Problem to solve:
Set out every line of the listing below as a JSON list of strings, one string per line, with blank lines omitted. Leave the pictures out.

───── Exercise data

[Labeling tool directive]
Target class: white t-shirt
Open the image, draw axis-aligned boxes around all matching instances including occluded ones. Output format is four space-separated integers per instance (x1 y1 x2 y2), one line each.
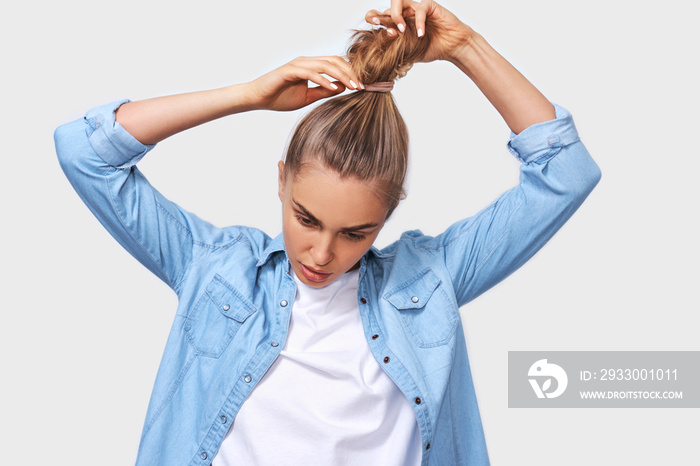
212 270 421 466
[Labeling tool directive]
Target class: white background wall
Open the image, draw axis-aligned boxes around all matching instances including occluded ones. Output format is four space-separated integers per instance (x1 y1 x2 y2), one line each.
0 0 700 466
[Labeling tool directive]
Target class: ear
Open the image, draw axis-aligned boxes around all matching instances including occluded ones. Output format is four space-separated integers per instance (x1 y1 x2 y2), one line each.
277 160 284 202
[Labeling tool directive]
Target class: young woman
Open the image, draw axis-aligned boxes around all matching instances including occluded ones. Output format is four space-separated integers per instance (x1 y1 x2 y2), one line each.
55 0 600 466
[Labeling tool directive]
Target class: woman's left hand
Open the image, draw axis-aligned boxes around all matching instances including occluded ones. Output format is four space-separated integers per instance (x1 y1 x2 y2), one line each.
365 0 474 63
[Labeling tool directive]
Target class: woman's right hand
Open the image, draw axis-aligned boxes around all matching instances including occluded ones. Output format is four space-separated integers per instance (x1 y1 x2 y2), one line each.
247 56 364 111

──────────

Task result:
[
  "[Labeling tool directive]",
  "Target class: white t-shirt",
  "Open the image, draw axis-aligned boxes around all matching instances including occluded ones. Output format is four space-separated integers per instance (x1 y1 x2 y2), one line each.",
  "212 270 421 466",
  "[Labeling tool directive]",
  "Target class: white background wall",
  "Open the image, draw axis-aligned boxes around all matching instances including occluded ones. Output format is four space-separated integers per instance (x1 y1 x2 y2), one line each.",
  "0 0 700 466",
  "[Labeling tool directive]",
  "Target class: ear",
  "Open the image, draw axis-aligned boxes around all matching instances including occluded ones. Output format is four space-separated integers per instance (x1 y1 x2 y2), one line each.",
  "277 160 284 202",
  "[Labeling tool directive]",
  "Target class: young woman",
  "Open the image, draw axis-aligned boxes around all matching instances including occluded ones. Output format is four space-separated integers per instance (x1 y1 x2 y2), one line each.",
  "55 0 600 466",
  "[Labeling tool directive]",
  "Target class: woman's left hand",
  "Open the image, draw axis-aligned boxes around all matching instances including occluded ones. Output format is four space-separated integers per instance (x1 y1 x2 y2), one line each.",
  "365 0 474 63",
  "[Labeling tool directive]",
  "Target class: woman's right hand",
  "Open the image, draw axis-aligned boxes around all matching instances including occluded ones. Output format is four space-separated integers per instance (x1 y1 x2 y2), one line each.",
  "247 56 364 111"
]